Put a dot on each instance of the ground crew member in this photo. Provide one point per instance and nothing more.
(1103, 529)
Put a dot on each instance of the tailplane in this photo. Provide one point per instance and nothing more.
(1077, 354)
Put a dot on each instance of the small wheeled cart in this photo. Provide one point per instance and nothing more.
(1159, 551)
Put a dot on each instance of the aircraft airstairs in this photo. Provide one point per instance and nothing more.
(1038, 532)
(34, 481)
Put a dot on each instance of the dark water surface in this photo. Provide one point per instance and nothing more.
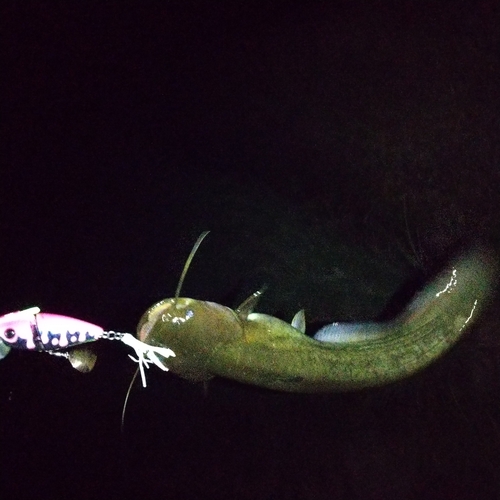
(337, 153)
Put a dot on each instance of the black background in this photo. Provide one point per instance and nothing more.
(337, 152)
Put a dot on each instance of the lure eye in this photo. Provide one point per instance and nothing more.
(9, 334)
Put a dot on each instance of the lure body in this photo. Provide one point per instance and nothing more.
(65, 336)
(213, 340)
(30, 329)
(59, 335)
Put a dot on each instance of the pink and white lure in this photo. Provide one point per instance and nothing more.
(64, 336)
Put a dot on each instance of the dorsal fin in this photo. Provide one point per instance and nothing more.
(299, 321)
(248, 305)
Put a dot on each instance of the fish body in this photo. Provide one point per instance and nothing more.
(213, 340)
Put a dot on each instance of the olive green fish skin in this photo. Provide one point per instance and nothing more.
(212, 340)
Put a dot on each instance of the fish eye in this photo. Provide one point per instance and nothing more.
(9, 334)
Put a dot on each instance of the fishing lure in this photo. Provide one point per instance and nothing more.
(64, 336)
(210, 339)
————
(What this task involves):
All lines from the one with "Put a dot on each instance of the pink" through the final line above are to be quoted exactly; quote no other line.

(Solved problem):
Put a dot on each instance of the pink and white lure in this photo. Provide one point per instance and nothing more.
(64, 336)
Put a dot on each instance of the dorsal fin in this photo. Provide one point per instance and nothing more.
(299, 321)
(248, 305)
Put a dot on each instance of the fish body in this photo. Provide one point per instance and nothing more.
(213, 340)
Put a dot on each instance of the olive green fish skin in this photo. Provide one point per instance and nothing more.
(212, 340)
Put a dot on each instance of the fish eye in this photo. Provide one point per instance and nothing more.
(9, 334)
Put a dot on each instance of the fishing lure in this photo. Provide one point per instance and nothing more.
(64, 336)
(210, 339)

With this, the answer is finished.